Stored data entries
--- START ---
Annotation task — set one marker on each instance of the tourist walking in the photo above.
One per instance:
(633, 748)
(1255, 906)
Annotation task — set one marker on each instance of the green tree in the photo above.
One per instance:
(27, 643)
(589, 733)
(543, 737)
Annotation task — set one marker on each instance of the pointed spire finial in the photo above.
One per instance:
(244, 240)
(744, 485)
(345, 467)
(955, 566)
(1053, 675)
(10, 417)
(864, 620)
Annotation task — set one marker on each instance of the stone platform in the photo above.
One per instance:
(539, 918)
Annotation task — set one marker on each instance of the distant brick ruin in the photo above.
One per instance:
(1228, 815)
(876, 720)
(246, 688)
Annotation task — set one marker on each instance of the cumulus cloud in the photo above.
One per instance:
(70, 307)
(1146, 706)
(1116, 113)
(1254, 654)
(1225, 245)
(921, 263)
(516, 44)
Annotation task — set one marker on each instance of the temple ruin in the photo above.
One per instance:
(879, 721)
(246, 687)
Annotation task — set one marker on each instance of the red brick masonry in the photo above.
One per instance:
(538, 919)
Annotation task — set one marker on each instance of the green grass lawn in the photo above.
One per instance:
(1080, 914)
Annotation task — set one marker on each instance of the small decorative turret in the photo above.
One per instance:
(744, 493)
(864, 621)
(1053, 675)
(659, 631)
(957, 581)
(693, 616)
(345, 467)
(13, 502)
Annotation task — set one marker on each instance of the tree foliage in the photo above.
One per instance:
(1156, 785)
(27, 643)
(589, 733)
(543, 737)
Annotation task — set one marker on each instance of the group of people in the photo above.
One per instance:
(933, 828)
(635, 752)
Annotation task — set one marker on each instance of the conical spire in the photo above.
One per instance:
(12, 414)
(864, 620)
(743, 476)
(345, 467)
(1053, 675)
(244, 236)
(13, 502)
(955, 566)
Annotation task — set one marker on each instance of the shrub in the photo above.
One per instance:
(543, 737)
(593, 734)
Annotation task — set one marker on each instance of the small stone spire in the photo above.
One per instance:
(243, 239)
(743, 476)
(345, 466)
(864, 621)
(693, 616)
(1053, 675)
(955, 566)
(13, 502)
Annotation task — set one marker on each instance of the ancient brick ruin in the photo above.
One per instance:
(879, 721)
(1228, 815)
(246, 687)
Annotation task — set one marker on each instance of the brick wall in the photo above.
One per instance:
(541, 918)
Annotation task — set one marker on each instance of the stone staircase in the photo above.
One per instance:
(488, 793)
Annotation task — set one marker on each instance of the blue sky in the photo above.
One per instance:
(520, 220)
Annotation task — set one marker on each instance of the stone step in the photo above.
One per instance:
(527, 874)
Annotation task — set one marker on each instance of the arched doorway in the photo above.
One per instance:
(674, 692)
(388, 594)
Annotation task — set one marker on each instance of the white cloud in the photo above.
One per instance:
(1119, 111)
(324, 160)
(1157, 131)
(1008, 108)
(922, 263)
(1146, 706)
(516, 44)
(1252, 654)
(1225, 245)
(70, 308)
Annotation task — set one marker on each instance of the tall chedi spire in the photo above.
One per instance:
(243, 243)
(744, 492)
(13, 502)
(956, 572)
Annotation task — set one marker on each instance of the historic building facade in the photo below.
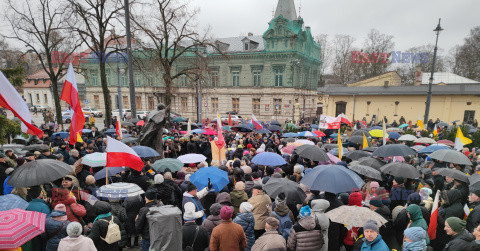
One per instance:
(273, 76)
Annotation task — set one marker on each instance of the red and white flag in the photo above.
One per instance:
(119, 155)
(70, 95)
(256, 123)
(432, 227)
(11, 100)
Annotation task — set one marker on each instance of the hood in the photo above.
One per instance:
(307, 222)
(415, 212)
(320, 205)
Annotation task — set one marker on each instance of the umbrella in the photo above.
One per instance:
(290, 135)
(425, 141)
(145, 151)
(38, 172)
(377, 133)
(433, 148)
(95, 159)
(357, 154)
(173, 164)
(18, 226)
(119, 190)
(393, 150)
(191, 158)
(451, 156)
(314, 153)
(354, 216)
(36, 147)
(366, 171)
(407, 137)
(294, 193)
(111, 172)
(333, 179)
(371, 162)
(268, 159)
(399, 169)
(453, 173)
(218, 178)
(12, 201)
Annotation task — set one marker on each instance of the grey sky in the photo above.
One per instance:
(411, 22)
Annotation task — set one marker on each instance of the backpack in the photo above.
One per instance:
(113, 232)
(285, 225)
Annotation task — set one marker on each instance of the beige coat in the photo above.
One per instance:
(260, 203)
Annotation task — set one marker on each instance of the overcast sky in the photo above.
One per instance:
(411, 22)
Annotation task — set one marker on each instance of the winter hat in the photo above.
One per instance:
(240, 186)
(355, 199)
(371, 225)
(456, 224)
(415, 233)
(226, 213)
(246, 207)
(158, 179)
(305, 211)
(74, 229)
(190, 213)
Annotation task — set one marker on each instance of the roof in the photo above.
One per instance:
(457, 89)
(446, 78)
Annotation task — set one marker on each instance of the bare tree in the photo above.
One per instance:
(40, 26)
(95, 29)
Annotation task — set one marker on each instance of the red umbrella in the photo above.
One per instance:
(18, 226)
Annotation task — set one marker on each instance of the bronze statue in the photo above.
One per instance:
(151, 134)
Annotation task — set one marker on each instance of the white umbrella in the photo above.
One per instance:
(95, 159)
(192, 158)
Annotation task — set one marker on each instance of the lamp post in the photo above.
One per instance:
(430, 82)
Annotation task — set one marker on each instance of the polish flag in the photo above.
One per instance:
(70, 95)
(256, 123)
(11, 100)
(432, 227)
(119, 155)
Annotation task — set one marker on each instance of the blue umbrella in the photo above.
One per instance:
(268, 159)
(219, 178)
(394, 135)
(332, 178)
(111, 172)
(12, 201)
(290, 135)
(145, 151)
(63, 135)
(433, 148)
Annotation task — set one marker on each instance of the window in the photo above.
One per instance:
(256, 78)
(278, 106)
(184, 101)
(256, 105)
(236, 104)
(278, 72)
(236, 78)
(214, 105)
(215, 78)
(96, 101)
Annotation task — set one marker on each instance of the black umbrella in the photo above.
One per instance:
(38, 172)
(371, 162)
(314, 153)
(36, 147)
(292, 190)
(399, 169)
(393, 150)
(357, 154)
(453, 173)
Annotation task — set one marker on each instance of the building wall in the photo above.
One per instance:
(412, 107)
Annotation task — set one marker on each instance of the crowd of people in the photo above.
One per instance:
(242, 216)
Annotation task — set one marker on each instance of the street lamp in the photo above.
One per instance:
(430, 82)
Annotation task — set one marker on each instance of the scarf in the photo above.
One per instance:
--- END ---
Which lines above include "small"? Show each of them by copying it.

Annotation task — set one marker on each instance of the small decorative turret in the photo above.
Annotation task — set one marker on each instance of the small stone spire in the photo above.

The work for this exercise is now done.